▸ **Goal**: Identify each row below that contains the string "white" and copy every such row in full. Only matches with identical capitalization count.

▸ **Dataset excerpts**:
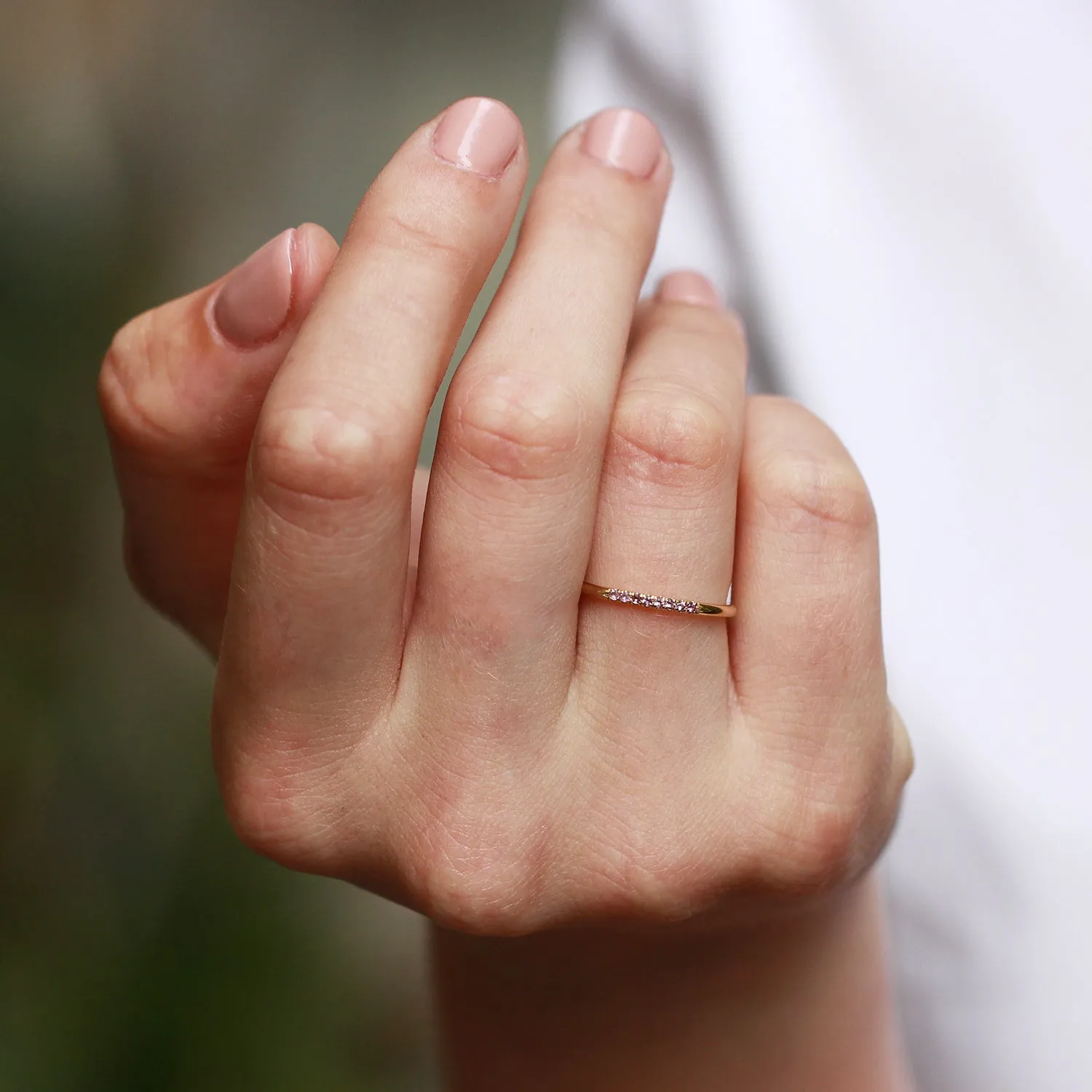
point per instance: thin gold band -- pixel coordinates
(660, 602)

* * *

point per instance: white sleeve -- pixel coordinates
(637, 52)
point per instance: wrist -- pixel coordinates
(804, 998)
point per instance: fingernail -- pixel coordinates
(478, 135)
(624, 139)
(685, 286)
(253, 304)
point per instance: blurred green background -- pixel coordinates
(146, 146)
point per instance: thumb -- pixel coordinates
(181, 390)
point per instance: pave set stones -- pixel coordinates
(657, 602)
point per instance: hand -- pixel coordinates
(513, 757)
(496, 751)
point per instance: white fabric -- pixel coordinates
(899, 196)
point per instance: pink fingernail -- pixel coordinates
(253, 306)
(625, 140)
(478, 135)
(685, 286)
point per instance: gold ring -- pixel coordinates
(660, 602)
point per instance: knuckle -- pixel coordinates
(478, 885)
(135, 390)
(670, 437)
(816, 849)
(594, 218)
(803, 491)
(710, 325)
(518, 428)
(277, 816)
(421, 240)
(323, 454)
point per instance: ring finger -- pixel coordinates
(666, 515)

---

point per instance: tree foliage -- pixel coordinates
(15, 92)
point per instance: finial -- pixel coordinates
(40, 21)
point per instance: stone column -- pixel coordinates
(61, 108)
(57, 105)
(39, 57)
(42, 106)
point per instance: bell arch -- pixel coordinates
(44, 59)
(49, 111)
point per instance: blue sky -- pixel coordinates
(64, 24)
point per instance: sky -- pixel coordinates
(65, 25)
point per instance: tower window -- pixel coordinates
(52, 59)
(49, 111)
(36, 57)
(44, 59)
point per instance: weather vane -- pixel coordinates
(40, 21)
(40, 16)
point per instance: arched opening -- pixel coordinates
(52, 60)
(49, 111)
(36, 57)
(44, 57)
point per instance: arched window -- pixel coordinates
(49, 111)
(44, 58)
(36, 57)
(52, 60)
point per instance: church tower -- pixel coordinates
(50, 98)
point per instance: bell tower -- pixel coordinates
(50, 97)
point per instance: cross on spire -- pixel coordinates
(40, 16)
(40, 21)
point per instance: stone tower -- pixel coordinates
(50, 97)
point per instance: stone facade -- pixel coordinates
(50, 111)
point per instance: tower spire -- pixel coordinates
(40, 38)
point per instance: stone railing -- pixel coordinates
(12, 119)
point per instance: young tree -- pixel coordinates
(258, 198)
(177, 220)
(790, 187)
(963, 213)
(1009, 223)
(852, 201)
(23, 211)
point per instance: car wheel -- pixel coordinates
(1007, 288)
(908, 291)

▸ **Result of the task**:
point per instance: white sleeve -- pixel coordinates
point per instance: white fabric -- pixel coordinates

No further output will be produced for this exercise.